TASK DIRECTIONS: Which lines in the records below contain the word “curved”? Extract every one of them.

INPUT MATERIAL:
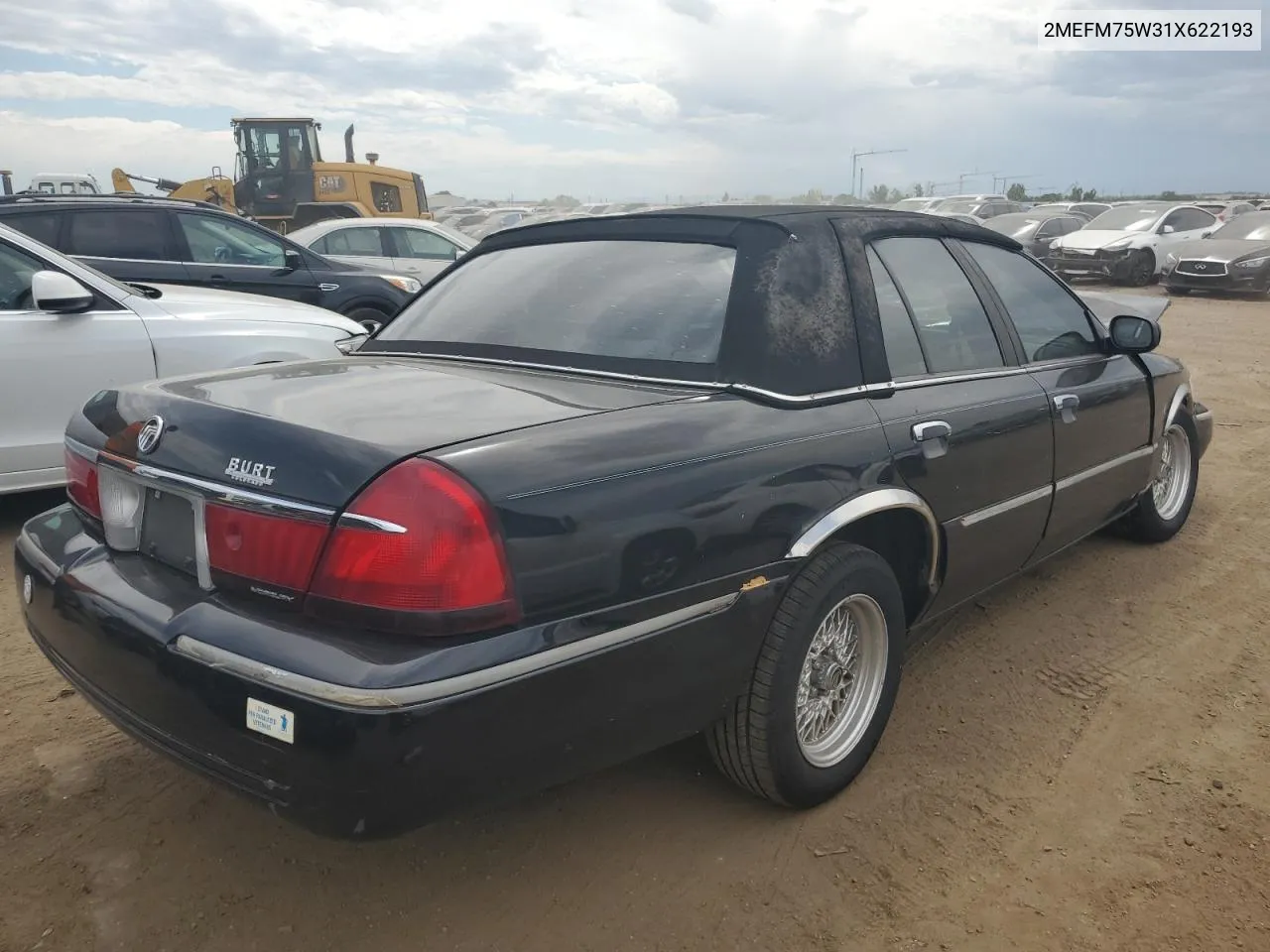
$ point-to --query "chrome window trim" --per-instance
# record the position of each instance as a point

---

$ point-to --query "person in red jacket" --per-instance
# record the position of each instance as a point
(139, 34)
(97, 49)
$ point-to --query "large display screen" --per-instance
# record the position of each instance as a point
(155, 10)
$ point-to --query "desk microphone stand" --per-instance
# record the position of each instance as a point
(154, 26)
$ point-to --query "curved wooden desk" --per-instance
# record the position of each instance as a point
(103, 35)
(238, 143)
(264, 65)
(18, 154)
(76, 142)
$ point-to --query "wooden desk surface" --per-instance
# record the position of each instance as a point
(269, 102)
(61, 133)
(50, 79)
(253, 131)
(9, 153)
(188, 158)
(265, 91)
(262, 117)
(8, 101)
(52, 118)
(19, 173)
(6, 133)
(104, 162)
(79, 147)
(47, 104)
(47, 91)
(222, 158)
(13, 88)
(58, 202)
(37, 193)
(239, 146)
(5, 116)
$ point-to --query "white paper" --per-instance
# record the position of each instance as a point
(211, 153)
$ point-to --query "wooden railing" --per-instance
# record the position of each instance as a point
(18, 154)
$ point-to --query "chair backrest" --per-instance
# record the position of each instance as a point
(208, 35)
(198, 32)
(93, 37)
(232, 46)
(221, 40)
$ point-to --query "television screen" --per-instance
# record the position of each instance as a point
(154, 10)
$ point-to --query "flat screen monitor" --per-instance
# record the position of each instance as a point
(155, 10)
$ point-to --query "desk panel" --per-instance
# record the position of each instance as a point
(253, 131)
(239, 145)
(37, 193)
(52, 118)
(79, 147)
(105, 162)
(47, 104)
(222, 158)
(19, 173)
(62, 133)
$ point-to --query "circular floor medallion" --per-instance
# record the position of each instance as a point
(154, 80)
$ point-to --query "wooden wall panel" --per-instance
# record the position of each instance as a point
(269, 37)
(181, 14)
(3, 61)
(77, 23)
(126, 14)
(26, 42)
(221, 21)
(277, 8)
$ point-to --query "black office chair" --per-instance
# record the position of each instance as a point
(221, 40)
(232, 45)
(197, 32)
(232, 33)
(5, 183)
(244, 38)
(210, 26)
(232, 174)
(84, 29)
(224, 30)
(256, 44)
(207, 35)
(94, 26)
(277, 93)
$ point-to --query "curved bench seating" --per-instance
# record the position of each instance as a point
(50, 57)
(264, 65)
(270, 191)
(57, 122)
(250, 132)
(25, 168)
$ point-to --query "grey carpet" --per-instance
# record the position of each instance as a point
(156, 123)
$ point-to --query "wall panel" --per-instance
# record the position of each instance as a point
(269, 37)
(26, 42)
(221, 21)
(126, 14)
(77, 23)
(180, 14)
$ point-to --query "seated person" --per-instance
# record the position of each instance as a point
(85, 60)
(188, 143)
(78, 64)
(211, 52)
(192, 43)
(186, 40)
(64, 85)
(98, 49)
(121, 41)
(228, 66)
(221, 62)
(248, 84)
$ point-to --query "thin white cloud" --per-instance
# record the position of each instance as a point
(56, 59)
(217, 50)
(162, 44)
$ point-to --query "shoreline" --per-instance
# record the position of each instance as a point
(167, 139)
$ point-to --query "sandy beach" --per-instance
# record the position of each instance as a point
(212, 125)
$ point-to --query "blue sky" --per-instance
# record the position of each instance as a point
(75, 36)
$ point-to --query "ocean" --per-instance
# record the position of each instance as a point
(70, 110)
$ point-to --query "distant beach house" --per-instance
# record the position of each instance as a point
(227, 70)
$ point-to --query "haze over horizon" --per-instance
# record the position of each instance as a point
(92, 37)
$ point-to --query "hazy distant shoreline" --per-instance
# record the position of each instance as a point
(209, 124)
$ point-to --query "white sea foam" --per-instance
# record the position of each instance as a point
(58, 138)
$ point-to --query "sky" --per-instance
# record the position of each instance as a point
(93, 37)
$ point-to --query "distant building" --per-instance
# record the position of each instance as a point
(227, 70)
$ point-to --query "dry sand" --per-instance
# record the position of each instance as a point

CORRECT RESPONSE:
$ point-to --query "curved wooden desk" --per-instance
$ point-to --query "curved bench seating" --per-instance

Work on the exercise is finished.